“The Purdue basketball family is deeply saddened and devastated at the loss of Caleb Swanigan,” Boilermakers Coach Matt Painter said in a statement. “Caleb was a very thoughtful individual and a gentle soul who excelled both on and off the court. He made a huge difference in everyone’s lives that he touched and he will be greatly missed.”
After leading his high school team to its first state title and being named Indiana’s Mr. Basketball in 2015, Swanigan initially committed to Michigan State before changing his mind and heading to Purdue. His adoptive father, Roosevelt Barnes, was a three-sport star with the Boilermakers who played in the NFL as a linebacker and later became a sports agent.
From 2017: A sports agent took in a 360-pound teenager. He became Caleb Swanigan.
As a sophomore at Purdue, Swanigan earned numerous accolades, including the 2017 Big Ten player of the year award and first-team all-American citations. He set a conference record with 28 double-doubles and led the Boilermakers to the NCAA tournament’s Sweet 16.

* * * * * * *

EXERCISE: Please rewrite the stretch of the Caleb Swanigan text from "After leading his" through "a sports agent.", changing "sports agent" to "talent agent".

* * * * * * *

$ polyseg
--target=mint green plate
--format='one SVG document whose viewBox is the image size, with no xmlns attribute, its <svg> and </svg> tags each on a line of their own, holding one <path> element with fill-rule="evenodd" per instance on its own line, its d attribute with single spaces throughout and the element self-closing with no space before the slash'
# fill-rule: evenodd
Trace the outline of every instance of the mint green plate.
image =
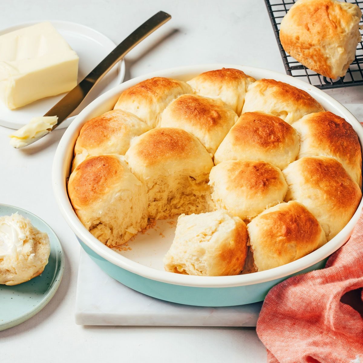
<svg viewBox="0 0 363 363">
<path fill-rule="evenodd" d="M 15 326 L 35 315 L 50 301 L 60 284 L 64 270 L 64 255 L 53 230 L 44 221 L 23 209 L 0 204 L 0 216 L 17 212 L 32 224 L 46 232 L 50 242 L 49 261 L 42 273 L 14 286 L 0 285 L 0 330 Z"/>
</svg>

* * * * * * *

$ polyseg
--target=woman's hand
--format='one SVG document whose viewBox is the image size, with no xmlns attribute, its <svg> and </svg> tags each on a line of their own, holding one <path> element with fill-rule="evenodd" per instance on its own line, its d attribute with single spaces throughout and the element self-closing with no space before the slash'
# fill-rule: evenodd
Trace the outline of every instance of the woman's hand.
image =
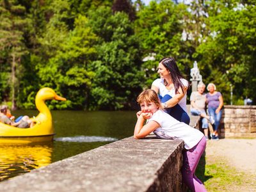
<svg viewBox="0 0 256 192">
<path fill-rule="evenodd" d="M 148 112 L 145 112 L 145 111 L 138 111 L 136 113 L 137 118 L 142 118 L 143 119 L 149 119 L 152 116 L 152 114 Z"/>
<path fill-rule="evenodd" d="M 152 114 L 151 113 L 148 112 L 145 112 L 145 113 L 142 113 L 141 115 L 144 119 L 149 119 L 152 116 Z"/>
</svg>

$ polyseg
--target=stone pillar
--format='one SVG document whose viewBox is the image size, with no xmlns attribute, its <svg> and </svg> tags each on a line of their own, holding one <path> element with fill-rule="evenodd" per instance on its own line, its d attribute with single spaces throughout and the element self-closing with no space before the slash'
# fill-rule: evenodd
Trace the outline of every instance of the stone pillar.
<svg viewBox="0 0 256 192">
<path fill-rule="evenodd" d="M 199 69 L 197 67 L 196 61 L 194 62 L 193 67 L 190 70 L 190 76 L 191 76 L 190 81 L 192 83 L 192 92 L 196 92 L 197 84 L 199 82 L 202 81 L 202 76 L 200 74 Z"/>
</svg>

* * * * * * *

EXERCISE RESPONSE:
After leading his high school team to its first state title and being named Indiana’s Mr. Basketball in 2015, Swanigan initially committed to Michigan State before changing his mind and heading to Purdue. His adoptive father, Roosevelt Barnes, was a three-sport star with the Boilermakers who played in the NFL as a linebacker and later became a talent agent.